■ **Direction**: Rewrite each of the items below with every "baked bread round" changed to "bread roll" and nothing else altered.

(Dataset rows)
# # # # # # #
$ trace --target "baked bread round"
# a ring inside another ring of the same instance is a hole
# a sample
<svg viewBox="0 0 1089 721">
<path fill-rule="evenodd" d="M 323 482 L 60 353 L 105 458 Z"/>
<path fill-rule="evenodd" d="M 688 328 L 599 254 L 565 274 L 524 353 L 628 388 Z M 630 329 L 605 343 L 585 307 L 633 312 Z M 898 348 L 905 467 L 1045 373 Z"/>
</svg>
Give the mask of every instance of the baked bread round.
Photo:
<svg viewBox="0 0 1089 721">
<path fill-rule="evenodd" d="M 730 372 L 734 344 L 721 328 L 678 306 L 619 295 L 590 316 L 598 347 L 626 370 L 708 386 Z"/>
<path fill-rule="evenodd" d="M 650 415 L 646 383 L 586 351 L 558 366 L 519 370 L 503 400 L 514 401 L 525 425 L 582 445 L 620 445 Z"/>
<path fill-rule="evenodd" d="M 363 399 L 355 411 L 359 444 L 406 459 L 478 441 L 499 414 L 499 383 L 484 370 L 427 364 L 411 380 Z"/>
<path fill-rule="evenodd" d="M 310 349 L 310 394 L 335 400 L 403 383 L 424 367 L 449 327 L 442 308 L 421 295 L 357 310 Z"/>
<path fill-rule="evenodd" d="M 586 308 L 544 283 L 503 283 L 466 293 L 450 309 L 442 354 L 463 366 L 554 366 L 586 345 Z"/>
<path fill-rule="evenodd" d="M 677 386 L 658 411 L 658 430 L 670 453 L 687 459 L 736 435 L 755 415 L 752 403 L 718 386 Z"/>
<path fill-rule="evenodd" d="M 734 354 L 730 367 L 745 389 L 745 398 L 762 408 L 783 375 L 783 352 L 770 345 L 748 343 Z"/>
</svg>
# # # # # # #
■ **Response below**:
$ trace --target "bread roll"
# a ring inside another ring of the same instance is a hole
# a sample
<svg viewBox="0 0 1089 721">
<path fill-rule="evenodd" d="M 323 482 L 60 353 L 105 458 Z"/>
<path fill-rule="evenodd" d="M 688 328 L 599 254 L 565 274 L 524 353 L 628 388 Z M 630 329 L 605 343 L 585 307 L 633 312 Z M 898 348 L 905 467 L 1045 373 Z"/>
</svg>
Give the mask of every instance of the bread roll.
Photo:
<svg viewBox="0 0 1089 721">
<path fill-rule="evenodd" d="M 730 372 L 734 344 L 721 328 L 678 306 L 619 295 L 590 316 L 598 347 L 626 370 L 708 386 Z"/>
<path fill-rule="evenodd" d="M 650 415 L 646 383 L 586 351 L 558 366 L 519 370 L 503 400 L 514 401 L 525 425 L 582 445 L 620 445 Z"/>
<path fill-rule="evenodd" d="M 363 399 L 355 411 L 359 444 L 406 459 L 478 441 L 499 414 L 499 383 L 484 370 L 427 364 L 411 380 Z"/>
<path fill-rule="evenodd" d="M 310 349 L 310 394 L 335 400 L 403 383 L 424 367 L 449 327 L 442 308 L 421 295 L 357 310 Z"/>
<path fill-rule="evenodd" d="M 586 308 L 544 283 L 503 283 L 466 293 L 450 309 L 442 354 L 463 366 L 554 366 L 586 345 Z"/>
<path fill-rule="evenodd" d="M 677 386 L 658 411 L 658 430 L 670 453 L 687 459 L 736 435 L 755 415 L 752 403 L 718 386 Z"/>
<path fill-rule="evenodd" d="M 734 354 L 730 367 L 745 389 L 745 398 L 762 408 L 783 375 L 783 352 L 770 345 L 748 343 Z"/>
</svg>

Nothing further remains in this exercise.